::: Source material :::

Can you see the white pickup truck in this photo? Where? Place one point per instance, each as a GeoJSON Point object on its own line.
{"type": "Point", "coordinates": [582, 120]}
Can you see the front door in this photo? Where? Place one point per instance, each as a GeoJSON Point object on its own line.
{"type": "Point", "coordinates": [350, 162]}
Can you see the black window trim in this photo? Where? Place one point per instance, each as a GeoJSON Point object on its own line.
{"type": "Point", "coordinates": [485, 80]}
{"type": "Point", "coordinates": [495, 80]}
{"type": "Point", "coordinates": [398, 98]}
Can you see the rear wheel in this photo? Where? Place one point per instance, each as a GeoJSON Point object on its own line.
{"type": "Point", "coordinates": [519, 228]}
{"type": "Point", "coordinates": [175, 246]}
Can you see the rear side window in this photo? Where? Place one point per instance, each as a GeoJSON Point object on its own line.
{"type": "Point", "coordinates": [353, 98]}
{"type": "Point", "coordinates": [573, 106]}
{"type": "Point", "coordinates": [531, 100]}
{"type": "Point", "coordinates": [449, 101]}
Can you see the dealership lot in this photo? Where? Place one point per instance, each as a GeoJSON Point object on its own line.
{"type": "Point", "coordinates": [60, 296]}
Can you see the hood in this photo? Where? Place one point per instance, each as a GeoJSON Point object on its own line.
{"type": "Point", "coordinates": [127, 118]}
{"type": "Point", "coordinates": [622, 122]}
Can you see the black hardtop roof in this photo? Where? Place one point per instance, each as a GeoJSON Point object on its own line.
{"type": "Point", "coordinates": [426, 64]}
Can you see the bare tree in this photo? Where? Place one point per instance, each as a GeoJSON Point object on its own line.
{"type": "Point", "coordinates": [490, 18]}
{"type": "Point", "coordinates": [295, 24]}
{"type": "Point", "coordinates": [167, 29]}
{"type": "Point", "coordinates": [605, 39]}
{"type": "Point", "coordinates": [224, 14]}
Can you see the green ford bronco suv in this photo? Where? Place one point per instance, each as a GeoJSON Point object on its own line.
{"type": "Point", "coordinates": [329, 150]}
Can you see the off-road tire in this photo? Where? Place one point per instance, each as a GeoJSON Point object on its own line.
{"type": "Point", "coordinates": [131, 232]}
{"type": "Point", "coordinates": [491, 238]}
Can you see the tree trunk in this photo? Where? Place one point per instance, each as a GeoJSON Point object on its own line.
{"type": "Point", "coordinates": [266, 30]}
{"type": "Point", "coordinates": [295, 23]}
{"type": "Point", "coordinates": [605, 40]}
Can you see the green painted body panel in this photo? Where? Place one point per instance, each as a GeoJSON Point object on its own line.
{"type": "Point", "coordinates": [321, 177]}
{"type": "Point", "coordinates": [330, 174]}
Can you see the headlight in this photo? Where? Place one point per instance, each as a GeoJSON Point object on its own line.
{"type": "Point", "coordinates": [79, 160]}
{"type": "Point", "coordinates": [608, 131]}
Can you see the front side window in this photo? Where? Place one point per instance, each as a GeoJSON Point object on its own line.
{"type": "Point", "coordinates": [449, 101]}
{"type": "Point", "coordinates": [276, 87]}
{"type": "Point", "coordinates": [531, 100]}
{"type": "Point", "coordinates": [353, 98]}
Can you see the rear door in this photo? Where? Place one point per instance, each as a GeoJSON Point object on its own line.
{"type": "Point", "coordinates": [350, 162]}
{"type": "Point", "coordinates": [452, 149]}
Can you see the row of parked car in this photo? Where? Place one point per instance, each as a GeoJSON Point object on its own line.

:::

◆ **Exercise prompt**
Copy out, word for word, the entries from the line containing "Can you see the tree" through the very last line, including both of those lines.

◆ **Reply to the task**
Can you see the tree trunk in this photo? Where? Place one point per instance, each as a GeoJSON Point object on its own line.
{"type": "Point", "coordinates": [266, 30]}
{"type": "Point", "coordinates": [295, 23]}
{"type": "Point", "coordinates": [605, 40]}
Can you see the green painted body panel in this photo? Where? Place one point per instance, each as a GeoJSON Point object on its own line.
{"type": "Point", "coordinates": [321, 177]}
{"type": "Point", "coordinates": [330, 174]}
Can you see the headlight in this photo? Where? Place one point per instance, each as a GeoJSON Point object on its own line.
{"type": "Point", "coordinates": [79, 160]}
{"type": "Point", "coordinates": [608, 131]}
Can you see the front side window in this photo? Where? Place one point per instance, each as a GeoJSON Point object on its own line.
{"type": "Point", "coordinates": [449, 101]}
{"type": "Point", "coordinates": [276, 87]}
{"type": "Point", "coordinates": [531, 100]}
{"type": "Point", "coordinates": [353, 98]}
Can you see the rear door in this photo? Where? Place one point per instance, each as a GeoJSON Point object on its own line.
{"type": "Point", "coordinates": [350, 162]}
{"type": "Point", "coordinates": [452, 149]}
Can you see the row of parked car in this photo? Where? Place one point per instance, each as a GeoJSON Point object on its own line.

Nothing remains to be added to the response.